§ **WORK ORDER**:
State how many lines in the listing below contain the word "surface", and write nothing else.

§ **DATA PROVIDED**:

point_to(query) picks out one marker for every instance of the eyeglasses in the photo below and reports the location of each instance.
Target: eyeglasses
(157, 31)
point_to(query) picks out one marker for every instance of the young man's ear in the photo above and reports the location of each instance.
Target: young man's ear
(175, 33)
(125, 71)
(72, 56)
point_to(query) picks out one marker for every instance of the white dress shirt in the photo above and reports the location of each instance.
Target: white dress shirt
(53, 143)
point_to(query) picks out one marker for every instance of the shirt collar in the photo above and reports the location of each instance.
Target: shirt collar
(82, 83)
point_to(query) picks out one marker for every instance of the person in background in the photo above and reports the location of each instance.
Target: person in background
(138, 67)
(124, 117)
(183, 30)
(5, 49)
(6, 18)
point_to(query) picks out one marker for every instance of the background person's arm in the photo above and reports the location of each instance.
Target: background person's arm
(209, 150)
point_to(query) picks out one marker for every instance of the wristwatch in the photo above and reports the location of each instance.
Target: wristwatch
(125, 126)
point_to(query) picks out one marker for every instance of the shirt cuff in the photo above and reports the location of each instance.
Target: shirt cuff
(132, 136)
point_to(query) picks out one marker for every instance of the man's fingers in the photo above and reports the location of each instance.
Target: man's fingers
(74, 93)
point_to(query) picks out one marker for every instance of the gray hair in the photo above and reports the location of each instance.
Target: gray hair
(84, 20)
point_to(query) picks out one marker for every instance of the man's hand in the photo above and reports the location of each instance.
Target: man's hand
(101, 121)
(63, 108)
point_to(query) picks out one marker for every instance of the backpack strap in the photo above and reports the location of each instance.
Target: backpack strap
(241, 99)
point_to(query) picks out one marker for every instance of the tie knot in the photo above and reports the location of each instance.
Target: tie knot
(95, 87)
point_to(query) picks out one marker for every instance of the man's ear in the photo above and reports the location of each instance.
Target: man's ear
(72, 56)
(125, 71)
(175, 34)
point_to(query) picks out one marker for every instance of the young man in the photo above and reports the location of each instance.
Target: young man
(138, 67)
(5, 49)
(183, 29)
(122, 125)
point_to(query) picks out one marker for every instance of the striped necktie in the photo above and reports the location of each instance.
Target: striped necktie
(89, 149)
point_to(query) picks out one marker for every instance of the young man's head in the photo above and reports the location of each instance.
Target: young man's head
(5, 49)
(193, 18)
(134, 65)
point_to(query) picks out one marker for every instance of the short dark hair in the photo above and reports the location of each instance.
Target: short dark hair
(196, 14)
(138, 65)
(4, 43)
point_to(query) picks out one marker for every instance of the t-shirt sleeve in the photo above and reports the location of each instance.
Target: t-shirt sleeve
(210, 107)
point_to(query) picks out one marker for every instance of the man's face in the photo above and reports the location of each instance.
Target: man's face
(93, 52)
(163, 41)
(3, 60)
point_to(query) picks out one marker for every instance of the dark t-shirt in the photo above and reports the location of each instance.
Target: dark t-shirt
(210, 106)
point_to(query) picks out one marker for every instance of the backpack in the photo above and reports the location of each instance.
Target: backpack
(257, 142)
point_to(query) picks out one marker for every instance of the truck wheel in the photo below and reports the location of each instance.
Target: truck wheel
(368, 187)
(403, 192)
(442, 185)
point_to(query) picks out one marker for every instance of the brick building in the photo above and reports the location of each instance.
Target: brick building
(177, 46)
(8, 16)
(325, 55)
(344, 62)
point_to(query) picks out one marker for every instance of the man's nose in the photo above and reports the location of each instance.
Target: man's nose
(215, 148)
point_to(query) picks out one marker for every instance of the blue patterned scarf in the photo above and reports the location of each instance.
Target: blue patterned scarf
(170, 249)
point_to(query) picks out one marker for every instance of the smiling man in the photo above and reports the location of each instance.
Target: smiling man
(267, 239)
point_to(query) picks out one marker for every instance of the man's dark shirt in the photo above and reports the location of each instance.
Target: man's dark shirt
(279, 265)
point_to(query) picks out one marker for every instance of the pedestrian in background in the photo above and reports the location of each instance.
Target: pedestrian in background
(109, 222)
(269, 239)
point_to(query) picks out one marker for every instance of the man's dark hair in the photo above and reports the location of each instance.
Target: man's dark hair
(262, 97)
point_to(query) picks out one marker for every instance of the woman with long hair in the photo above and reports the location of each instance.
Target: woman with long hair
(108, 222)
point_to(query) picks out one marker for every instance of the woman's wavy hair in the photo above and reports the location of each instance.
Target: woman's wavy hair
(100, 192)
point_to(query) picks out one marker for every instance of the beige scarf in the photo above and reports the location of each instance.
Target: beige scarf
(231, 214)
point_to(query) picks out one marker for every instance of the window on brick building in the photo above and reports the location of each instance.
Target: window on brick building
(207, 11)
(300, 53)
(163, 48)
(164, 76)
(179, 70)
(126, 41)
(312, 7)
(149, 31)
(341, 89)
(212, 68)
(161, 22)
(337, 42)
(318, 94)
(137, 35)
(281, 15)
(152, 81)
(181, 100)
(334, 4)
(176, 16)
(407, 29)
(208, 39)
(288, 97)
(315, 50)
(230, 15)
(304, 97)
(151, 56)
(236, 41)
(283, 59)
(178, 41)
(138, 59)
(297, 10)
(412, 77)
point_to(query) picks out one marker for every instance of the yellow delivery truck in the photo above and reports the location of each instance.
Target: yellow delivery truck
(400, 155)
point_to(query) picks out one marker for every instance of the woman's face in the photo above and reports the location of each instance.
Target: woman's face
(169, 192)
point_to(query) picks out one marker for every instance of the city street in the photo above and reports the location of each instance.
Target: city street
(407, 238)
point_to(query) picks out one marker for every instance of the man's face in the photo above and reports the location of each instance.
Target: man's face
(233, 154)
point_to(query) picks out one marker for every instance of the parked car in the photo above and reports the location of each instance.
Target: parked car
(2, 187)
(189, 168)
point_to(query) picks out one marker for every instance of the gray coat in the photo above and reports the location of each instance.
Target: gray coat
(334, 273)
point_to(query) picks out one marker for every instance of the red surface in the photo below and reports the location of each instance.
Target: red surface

§ **SOLUTION**:
2